• [SUPPLIED MATERIAL]:
◆ ◆ ◆ ◆ ◆ ◆ ◆

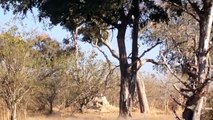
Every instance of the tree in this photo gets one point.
(17, 73)
(196, 63)
(104, 15)
(51, 65)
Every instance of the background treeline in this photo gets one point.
(39, 75)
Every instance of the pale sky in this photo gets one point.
(58, 33)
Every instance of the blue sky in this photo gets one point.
(57, 32)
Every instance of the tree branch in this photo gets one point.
(147, 50)
(108, 61)
(110, 49)
(184, 95)
(184, 9)
(171, 71)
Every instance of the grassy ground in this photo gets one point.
(104, 116)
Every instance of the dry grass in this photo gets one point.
(104, 116)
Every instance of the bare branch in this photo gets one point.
(184, 9)
(147, 50)
(184, 95)
(108, 61)
(110, 49)
(176, 101)
(210, 48)
(171, 71)
(176, 115)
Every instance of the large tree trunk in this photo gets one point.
(143, 102)
(124, 87)
(195, 102)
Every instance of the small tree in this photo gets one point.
(16, 74)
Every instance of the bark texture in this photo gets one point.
(195, 102)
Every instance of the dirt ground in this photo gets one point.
(104, 116)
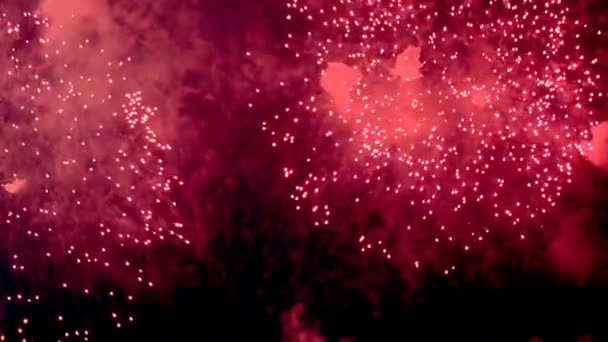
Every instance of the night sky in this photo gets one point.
(304, 170)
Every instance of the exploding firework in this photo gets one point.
(87, 189)
(455, 119)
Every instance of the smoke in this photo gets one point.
(598, 155)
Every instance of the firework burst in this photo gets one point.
(87, 189)
(454, 118)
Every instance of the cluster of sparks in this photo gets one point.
(464, 115)
(86, 186)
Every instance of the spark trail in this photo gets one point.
(455, 118)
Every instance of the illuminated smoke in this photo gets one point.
(599, 152)
(456, 123)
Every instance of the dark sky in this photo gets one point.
(253, 261)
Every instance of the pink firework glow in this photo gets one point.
(456, 119)
(87, 188)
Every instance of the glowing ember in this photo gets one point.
(455, 119)
(79, 147)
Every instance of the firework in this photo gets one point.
(454, 119)
(87, 188)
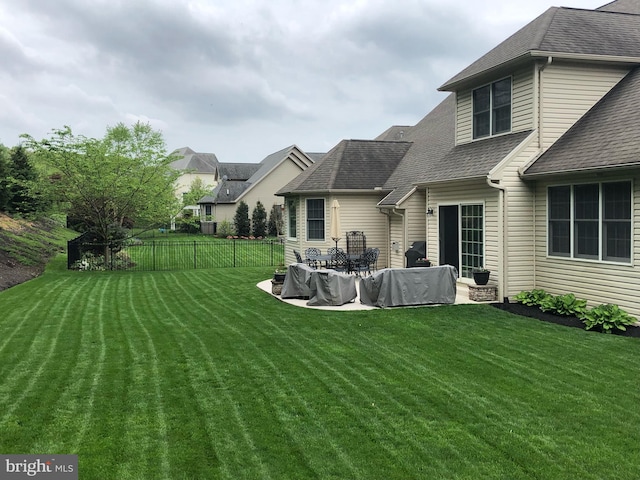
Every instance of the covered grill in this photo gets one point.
(416, 250)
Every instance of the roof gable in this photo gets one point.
(351, 165)
(605, 137)
(562, 31)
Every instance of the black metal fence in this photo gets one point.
(176, 255)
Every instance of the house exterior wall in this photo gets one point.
(522, 102)
(357, 212)
(597, 282)
(568, 91)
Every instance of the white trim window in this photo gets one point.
(315, 219)
(471, 238)
(292, 219)
(590, 221)
(492, 109)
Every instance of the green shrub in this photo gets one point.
(532, 298)
(607, 316)
(566, 304)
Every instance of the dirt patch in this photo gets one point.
(535, 312)
(13, 273)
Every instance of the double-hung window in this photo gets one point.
(591, 221)
(292, 223)
(492, 109)
(315, 219)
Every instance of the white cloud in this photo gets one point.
(240, 78)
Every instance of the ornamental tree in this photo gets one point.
(120, 180)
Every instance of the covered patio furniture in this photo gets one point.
(296, 281)
(327, 287)
(391, 287)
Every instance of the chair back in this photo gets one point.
(340, 261)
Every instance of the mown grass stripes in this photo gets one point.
(201, 375)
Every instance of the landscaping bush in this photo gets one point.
(567, 305)
(607, 317)
(533, 298)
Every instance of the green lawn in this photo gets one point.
(200, 375)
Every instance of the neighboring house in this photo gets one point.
(194, 165)
(530, 167)
(250, 182)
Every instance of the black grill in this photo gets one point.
(416, 250)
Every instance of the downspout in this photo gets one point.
(388, 213)
(540, 102)
(503, 250)
(403, 243)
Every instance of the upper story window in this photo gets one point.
(315, 219)
(492, 109)
(292, 224)
(590, 221)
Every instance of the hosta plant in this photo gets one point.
(532, 298)
(566, 304)
(608, 316)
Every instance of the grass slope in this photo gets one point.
(26, 246)
(200, 375)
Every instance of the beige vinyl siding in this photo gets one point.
(357, 212)
(597, 282)
(466, 193)
(522, 106)
(519, 228)
(568, 91)
(407, 225)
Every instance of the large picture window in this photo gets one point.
(315, 219)
(591, 221)
(492, 109)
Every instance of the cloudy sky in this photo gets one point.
(241, 78)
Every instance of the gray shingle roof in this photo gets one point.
(432, 137)
(195, 162)
(350, 165)
(562, 31)
(622, 6)
(605, 137)
(238, 171)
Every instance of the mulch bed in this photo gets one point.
(535, 312)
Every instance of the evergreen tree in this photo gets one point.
(275, 223)
(22, 188)
(259, 220)
(241, 220)
(4, 178)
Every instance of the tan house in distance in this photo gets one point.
(250, 182)
(530, 167)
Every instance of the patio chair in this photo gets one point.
(365, 262)
(340, 262)
(311, 254)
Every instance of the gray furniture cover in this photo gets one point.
(296, 282)
(391, 287)
(327, 287)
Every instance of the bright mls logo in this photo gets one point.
(50, 467)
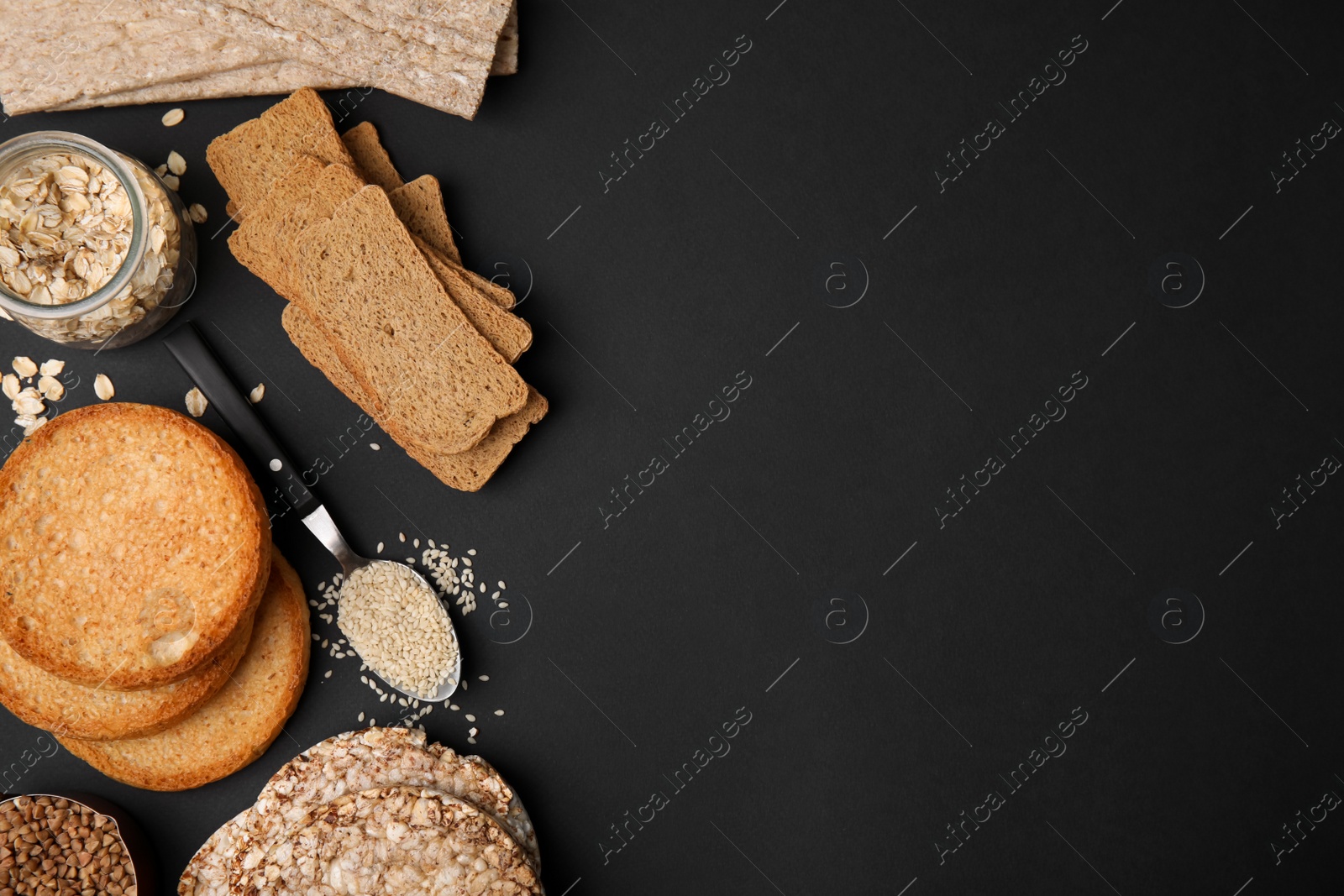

◆ ◆ ◆ ◆ ◆ ◆ ◆

• [AIM OF THE TASK]: Could you repeat the material from the line with "Every instance of the grass slope" through the end, swapping "patio chair" for "deck chair" and leaving everything else unchanged? Omit the pictures from your answer.

• [REPLY TO THE EXERCISE]:
Every instance of the grass slope in this photo gets one point.
(26, 246)
(200, 375)
Every instance of the beige vinyl siding in this photo gets one point.
(357, 212)
(597, 282)
(466, 193)
(522, 106)
(519, 228)
(568, 91)
(407, 225)
Every instance of the large picture window in this photo gets one point.
(315, 219)
(591, 221)
(492, 109)
Every instance of the cloudy sky in this photo gets one point.
(241, 78)
Every instance of the gray shingle roof in this photo gets one point.
(432, 137)
(195, 162)
(350, 165)
(562, 31)
(622, 6)
(605, 137)
(238, 171)
Every instance of the mulch bed in this photo gets one point.
(535, 312)
Every instance of the evergreen tree in this photo gets one point.
(275, 223)
(22, 188)
(259, 220)
(241, 220)
(4, 178)
Every instance of the tan house in distance in this photo gets one point.
(250, 182)
(530, 167)
Every instance of the deck chair in this photo gets one point.
(365, 262)
(340, 262)
(311, 254)
Every instance of the gray furniture cover in this photo gets one point.
(296, 282)
(391, 287)
(327, 287)
Every instance of the bright mls logo in this photo gets one point.
(50, 467)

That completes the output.